[Object location annotation data]
# # # # # # #

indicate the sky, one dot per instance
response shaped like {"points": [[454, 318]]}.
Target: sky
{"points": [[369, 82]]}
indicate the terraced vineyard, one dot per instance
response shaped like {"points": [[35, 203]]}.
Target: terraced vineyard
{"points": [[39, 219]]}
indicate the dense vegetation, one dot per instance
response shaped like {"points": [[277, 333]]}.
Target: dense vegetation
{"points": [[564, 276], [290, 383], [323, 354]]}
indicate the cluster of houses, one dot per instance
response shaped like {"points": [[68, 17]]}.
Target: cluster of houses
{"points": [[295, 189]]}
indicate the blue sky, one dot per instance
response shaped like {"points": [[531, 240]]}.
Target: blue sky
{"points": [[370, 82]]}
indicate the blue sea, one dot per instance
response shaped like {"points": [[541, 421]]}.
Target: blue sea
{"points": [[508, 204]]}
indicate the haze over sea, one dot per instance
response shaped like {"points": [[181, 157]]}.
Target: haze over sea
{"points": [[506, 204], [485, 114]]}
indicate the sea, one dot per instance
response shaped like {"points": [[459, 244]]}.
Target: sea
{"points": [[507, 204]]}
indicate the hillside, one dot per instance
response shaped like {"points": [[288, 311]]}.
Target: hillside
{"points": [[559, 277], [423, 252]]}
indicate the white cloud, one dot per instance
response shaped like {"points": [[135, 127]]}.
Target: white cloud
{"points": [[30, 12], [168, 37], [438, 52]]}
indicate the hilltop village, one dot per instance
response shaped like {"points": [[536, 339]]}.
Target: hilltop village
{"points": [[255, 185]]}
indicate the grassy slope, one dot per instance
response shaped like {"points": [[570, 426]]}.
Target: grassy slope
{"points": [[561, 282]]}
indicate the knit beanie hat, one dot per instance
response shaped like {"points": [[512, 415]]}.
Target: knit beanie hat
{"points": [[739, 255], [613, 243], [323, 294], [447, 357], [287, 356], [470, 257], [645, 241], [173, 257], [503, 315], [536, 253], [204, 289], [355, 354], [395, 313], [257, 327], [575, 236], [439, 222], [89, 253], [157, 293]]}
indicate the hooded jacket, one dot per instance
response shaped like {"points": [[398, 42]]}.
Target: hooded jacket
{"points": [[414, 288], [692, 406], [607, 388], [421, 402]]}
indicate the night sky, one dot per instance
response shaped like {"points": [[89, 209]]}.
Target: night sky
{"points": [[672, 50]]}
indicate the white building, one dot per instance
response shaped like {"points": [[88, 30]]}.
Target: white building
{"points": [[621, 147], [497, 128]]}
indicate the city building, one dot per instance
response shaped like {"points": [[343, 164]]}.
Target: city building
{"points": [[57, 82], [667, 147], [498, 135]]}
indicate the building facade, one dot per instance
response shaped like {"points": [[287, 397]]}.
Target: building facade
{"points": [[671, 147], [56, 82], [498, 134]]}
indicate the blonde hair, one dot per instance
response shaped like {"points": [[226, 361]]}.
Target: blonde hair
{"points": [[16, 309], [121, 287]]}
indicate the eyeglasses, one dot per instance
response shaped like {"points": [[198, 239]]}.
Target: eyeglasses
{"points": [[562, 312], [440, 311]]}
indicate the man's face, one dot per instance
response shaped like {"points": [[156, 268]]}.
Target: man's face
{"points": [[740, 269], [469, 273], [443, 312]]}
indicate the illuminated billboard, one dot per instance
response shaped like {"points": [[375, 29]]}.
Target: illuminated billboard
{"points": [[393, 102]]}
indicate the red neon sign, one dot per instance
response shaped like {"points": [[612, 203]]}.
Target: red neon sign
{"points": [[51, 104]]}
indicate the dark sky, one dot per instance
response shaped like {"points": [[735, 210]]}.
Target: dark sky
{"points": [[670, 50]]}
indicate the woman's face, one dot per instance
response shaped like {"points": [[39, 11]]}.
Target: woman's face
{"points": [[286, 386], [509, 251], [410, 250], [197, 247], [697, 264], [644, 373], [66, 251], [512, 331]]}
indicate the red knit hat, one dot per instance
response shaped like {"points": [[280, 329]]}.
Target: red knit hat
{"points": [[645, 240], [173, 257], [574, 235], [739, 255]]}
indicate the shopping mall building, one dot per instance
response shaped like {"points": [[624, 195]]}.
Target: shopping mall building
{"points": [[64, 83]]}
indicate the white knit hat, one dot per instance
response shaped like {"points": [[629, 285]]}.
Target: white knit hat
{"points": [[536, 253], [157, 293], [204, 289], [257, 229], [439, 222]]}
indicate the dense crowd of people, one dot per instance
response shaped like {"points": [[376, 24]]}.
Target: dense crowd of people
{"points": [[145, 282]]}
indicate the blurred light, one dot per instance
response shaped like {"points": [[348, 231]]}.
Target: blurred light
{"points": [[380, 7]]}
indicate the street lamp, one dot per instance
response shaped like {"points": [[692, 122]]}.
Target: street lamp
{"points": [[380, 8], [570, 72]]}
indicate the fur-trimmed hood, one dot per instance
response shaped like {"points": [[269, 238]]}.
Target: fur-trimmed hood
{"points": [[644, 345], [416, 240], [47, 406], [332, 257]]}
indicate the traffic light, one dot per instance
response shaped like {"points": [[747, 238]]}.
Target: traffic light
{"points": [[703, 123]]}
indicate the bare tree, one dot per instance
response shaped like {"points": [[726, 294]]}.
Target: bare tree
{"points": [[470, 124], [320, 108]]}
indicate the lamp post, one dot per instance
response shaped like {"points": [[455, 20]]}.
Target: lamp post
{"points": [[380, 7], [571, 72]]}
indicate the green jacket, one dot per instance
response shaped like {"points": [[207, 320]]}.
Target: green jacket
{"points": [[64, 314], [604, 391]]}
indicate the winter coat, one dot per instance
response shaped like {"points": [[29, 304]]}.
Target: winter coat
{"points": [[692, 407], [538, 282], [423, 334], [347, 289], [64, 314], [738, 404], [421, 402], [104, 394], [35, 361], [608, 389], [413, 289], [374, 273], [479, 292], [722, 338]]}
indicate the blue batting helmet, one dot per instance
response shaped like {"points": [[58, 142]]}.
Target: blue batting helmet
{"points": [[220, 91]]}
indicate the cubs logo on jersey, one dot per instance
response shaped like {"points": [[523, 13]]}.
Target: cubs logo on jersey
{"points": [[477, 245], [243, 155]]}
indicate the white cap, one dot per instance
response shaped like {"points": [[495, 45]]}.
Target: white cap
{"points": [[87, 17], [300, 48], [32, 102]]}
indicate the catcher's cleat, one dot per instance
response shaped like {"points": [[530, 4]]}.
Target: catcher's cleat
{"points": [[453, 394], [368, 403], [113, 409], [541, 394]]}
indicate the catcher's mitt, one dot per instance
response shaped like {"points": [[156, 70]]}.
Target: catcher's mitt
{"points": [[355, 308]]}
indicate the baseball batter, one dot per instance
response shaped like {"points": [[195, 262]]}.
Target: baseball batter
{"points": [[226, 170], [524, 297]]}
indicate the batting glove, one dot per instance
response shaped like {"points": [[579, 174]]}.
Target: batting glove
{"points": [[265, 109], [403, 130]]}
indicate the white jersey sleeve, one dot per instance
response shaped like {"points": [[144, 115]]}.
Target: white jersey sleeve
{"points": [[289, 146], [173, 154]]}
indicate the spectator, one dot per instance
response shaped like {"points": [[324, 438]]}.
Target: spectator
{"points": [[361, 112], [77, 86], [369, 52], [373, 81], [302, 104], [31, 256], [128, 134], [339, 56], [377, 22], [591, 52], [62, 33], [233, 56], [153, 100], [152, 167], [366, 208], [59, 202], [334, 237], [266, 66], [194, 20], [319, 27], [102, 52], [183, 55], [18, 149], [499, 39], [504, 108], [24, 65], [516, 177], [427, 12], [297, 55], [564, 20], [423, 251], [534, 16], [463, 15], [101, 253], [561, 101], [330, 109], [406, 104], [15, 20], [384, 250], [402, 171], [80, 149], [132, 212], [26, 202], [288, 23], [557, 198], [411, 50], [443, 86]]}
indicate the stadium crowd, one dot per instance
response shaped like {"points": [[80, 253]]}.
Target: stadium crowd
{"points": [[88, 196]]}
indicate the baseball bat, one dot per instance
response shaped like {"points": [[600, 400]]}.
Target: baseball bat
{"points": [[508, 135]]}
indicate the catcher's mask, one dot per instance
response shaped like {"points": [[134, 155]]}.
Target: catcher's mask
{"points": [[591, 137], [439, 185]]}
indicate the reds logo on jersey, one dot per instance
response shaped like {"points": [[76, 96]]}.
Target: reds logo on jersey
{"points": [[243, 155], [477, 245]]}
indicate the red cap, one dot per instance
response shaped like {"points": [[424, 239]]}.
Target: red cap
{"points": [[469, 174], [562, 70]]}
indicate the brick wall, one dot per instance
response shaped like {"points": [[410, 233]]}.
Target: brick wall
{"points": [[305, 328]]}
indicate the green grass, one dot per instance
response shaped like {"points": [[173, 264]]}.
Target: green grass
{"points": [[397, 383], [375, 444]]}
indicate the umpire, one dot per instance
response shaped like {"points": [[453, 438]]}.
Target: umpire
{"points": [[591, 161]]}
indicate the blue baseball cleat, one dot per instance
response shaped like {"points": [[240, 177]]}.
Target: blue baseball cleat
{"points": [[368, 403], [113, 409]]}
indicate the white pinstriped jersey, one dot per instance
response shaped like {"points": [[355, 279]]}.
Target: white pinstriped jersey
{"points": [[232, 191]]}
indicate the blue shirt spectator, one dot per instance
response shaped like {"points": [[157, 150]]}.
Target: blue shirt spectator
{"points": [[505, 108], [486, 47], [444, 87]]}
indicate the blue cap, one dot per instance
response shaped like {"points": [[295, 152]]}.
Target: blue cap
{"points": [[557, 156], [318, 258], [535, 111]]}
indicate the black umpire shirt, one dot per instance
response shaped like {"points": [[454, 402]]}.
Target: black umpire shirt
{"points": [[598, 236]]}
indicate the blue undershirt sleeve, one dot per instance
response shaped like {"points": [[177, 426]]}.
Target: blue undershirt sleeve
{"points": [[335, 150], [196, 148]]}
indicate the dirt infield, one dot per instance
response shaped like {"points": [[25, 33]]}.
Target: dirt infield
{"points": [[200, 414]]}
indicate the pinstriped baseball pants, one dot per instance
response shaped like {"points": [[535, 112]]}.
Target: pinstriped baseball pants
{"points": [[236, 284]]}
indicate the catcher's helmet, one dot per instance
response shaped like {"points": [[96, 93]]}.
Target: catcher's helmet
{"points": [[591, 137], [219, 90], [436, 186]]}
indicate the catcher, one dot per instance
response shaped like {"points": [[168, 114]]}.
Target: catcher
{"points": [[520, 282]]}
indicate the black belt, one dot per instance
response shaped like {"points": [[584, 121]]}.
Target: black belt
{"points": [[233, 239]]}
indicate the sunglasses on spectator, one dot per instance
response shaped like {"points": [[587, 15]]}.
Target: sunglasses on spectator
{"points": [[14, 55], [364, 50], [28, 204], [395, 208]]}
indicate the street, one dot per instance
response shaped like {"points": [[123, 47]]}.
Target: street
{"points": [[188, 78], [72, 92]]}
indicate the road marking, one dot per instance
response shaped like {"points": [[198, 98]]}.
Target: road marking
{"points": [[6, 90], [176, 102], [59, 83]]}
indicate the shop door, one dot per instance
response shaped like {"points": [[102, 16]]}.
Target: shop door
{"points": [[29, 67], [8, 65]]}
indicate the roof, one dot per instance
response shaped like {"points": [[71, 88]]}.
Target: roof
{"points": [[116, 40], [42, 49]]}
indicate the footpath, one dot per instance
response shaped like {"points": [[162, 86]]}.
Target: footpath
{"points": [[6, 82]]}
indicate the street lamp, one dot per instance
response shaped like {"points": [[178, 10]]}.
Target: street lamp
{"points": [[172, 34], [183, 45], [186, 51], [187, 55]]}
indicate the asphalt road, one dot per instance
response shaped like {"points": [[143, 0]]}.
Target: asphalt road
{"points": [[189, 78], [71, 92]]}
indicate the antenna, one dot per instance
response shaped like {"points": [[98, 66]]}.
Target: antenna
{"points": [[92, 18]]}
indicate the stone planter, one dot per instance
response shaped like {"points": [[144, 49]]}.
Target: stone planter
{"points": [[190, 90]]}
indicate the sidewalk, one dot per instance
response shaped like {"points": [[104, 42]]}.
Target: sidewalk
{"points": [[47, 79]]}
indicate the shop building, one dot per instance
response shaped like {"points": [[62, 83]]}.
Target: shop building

# # # # # # #

**Task directions**
Convert the stretch of entries from the line containing "indicate the shop building, one" through the end of the entries into a JSON list of strings, one string per line, with blank lines left out.

**Output for this task**
[
  "indicate the shop building, one dot per instance",
  "response shaped like {\"points\": [[62, 83]]}.",
  "Target: shop building"
]